PASSAGE SHOWN START

From Canvas to DOM

For around 7 years at my previous company, we were building and maintaining a template builder based on GrapesJS. It supported both HTML website templates and MJML email templates.

At first glance, building a web builder sounds simple:

create some HTML blocks
drag and drop them
style them
export HTML

But once real users start using the system, everything becomes much harder.

During most of those years I was not directly coding on the builder every day because of different responsibilities, but as a team lead I was constantly involved with architecture decisions, user feedback, technical limitations, and all the pain that came with it.

Over time, our system became much bigger than a simple GrapesJS setup. We had built a huge layer around it:

custom block manager
block registry
integration with CKEditor
event management system
large styling abstractions
different renderers for HTML and MJML
and many other custom systems

Recently, while exploring modern website builders, I started thinking about an old question again: why is the industry slowly moving toward canvas-like mental models? And more importantly, what does canvas actually solve?

My current answer is this: canvas is often a better interaction layer, but not necessarily a better final output layer. That distinction matters a lot.

DOM Is Still King

Before talking about canvas-based systems, I think we need to accept one important thing: DOM is still the core primitive of the web.

Tools like:

still make a lot of sense for many companies, especially if a website builder is not the core product.

PASSAGE SHOWN END
LISTED ENTRIES START

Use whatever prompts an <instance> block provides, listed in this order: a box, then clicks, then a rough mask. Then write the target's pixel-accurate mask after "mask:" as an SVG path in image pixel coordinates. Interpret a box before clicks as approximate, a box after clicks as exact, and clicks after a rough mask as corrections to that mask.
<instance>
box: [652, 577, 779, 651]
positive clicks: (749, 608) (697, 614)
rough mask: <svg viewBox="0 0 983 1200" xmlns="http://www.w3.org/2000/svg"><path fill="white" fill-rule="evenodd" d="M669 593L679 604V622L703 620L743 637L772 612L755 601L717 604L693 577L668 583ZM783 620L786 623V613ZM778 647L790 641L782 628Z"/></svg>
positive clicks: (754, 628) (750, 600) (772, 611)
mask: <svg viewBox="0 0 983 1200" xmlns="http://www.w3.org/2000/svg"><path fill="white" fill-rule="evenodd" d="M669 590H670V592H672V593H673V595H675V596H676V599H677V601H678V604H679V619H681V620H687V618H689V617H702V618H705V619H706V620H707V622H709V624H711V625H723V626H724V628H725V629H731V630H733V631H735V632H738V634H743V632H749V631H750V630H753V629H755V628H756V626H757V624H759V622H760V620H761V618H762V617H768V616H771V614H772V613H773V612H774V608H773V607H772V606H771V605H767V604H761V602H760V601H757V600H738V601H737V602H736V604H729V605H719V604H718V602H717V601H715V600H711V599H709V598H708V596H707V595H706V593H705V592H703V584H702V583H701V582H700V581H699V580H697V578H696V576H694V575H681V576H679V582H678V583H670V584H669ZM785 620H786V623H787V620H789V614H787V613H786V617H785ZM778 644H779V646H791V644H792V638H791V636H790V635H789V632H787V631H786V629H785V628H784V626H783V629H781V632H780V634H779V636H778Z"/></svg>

LISTED ENTRIES END
LISTED ENTRIES START

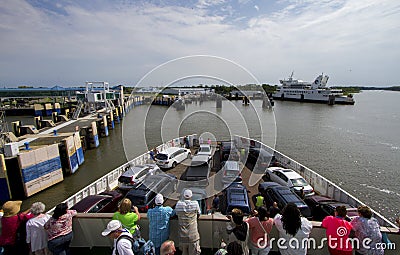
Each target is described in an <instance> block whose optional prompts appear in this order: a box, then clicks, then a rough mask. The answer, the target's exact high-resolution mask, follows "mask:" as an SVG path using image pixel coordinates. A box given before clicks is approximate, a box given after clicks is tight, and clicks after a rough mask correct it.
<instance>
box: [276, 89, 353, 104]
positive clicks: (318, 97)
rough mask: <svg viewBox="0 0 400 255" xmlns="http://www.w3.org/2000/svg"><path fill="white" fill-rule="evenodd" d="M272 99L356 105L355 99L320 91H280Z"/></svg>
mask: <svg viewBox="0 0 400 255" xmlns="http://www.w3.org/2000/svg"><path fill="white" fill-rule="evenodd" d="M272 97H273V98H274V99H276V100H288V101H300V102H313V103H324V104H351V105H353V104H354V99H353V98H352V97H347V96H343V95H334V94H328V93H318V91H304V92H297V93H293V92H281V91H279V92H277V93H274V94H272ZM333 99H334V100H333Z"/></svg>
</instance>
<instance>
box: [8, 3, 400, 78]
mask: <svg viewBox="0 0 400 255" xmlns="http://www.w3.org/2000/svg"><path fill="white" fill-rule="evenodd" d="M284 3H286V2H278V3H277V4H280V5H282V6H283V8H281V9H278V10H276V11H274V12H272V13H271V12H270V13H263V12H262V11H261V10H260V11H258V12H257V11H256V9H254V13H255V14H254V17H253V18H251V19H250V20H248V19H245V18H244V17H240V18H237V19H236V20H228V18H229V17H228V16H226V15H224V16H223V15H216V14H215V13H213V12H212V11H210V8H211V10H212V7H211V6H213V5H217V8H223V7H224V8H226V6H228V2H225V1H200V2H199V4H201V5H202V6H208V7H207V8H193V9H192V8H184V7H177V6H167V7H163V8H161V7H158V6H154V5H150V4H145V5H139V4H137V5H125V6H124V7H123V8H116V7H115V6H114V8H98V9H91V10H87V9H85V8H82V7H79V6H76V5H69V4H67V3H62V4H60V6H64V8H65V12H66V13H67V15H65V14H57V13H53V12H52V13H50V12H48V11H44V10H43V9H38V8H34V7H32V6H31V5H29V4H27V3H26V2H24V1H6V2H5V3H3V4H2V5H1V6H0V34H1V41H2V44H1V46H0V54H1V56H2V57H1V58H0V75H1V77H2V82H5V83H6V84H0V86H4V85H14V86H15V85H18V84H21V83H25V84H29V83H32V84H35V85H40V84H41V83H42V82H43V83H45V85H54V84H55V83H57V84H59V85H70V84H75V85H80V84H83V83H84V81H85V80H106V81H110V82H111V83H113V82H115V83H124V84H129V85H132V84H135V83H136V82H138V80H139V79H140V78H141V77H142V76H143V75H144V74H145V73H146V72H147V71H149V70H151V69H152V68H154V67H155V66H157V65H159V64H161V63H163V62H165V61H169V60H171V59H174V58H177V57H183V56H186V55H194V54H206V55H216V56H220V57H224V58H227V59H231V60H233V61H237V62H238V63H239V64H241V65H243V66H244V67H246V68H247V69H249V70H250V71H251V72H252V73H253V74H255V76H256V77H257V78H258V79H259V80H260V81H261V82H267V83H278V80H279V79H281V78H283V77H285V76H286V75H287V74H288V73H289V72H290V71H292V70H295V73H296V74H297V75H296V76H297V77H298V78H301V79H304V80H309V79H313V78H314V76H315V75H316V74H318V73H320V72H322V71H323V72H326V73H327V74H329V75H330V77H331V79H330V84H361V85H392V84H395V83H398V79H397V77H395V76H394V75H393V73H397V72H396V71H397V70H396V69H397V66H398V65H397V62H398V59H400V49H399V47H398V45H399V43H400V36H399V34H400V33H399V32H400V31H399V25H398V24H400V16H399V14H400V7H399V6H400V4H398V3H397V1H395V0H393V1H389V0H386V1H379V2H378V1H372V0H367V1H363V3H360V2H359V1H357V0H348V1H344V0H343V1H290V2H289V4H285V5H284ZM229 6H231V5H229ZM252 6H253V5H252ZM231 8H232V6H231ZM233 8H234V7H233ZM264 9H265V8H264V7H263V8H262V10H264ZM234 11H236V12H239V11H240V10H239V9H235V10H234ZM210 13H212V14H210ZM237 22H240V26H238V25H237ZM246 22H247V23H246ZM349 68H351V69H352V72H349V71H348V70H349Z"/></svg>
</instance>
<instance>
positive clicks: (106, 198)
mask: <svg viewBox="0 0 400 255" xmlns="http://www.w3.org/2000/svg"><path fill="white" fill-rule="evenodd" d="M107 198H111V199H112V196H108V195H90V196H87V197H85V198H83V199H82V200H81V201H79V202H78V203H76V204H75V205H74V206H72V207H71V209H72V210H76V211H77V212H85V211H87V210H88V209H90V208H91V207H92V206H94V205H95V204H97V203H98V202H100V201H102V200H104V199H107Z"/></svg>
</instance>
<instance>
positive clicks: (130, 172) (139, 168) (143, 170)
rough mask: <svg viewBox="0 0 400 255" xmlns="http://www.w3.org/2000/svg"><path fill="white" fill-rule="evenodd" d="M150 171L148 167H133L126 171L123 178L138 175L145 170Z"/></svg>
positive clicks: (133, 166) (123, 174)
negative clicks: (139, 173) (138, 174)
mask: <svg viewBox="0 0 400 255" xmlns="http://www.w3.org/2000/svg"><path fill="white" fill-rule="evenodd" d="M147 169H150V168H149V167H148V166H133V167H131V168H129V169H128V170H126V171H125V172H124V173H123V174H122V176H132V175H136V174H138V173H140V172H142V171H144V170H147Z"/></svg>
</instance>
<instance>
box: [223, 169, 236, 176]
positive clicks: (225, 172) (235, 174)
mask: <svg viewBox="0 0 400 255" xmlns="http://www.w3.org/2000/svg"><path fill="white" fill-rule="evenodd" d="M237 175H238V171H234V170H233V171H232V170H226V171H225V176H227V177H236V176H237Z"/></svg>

LISTED ENTRIES END
LISTED ENTRIES START

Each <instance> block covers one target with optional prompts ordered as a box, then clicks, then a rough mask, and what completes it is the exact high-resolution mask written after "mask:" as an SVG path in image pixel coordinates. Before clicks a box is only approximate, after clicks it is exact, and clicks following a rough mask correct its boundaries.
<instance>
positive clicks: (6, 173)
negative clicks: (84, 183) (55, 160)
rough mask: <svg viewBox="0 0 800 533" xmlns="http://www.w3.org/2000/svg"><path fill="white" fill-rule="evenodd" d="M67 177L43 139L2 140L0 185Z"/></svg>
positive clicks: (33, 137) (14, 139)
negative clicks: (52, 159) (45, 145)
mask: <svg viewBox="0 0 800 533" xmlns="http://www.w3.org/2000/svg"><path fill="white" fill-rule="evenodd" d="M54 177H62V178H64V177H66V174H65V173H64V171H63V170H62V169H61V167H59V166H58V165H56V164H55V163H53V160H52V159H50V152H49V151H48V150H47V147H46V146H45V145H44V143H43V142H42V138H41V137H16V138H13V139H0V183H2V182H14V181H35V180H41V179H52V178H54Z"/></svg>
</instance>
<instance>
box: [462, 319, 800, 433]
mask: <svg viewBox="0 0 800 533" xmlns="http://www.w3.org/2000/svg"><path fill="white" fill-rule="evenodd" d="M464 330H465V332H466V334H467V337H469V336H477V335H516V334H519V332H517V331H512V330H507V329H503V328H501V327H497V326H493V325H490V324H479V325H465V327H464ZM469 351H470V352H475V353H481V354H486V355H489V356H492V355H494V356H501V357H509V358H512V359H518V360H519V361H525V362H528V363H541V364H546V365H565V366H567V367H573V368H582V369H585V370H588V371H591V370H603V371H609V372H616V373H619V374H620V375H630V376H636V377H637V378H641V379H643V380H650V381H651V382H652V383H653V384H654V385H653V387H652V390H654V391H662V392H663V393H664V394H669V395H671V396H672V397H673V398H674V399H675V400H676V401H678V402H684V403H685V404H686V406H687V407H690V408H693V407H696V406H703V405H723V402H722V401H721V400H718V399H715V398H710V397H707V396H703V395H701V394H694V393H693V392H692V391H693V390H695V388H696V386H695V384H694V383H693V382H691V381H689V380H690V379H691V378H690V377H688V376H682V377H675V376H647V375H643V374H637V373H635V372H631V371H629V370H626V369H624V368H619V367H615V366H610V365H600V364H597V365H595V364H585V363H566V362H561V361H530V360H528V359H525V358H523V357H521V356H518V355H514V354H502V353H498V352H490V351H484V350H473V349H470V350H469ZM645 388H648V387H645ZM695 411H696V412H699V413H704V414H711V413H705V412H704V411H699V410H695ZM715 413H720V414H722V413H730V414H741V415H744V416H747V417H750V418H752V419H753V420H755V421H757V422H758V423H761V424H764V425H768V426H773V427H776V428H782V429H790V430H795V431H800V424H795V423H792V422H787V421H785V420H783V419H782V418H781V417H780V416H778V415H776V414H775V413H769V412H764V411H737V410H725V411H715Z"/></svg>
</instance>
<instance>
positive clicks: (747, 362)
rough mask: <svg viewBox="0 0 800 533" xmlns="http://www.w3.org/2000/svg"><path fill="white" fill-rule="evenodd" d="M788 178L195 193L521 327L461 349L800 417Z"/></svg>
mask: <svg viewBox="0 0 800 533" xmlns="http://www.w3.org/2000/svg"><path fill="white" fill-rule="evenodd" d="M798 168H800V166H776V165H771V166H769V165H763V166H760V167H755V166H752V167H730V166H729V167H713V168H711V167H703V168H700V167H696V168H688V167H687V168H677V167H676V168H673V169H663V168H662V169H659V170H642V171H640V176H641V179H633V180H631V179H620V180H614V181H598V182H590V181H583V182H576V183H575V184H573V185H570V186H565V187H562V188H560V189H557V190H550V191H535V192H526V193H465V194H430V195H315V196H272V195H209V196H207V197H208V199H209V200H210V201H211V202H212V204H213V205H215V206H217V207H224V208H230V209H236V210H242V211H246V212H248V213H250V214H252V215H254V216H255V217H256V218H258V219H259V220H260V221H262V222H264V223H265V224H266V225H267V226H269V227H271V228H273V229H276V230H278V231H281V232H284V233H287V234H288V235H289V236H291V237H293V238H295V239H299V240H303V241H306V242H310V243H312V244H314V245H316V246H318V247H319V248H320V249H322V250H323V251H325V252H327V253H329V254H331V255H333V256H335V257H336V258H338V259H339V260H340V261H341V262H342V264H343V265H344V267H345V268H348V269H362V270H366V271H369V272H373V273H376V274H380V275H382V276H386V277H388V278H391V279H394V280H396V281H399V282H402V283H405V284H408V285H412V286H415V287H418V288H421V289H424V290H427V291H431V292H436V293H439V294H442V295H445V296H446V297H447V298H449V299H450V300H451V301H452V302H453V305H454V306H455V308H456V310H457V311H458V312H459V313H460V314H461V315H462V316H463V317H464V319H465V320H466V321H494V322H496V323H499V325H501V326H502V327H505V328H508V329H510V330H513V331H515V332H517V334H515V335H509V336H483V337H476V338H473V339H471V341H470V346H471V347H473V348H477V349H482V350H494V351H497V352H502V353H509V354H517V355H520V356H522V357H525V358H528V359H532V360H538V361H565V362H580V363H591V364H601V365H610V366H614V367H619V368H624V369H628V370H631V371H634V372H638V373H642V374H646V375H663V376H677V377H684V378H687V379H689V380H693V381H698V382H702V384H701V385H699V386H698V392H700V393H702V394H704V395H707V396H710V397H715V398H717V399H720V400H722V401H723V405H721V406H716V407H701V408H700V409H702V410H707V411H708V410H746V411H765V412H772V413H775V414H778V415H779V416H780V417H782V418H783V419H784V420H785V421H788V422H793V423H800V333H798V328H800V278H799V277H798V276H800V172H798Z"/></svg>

LISTED ENTRIES END

WHAT YOU WILL DO
- 1) List the parts of the layer that the team built around GrapesJS, as the "From Canvas to DOM" article names them. Leave out the catch-all entry at the end of that list.
- 2) Reproduce the passage of the "From Canvas to DOM" article word for word, starting at "Recently, while exploring" and ending at "of the web.".
The rows are not needed for this work.

EXERCISE RESULTS
- 1)
- custom block manager
- block registry
- integration with CKEditor
- event management system
- large styling abstractions
- different renderers for HTML and MJML

- 2)
Recently, while exploring modern website builders, I started thinking about an old question again: why is the industry slowly moving toward canvas-like mental models? And more importantly, what does canvas actually solve?

My current answer is this: canvas is often a better interaction layer, but not necessarily a better final output layer. That distinction matters a lot.

DOM Is Still King

Before talking about canvas-based systems, I think we need to accept one important thing: DOM is still the core primitive of the web.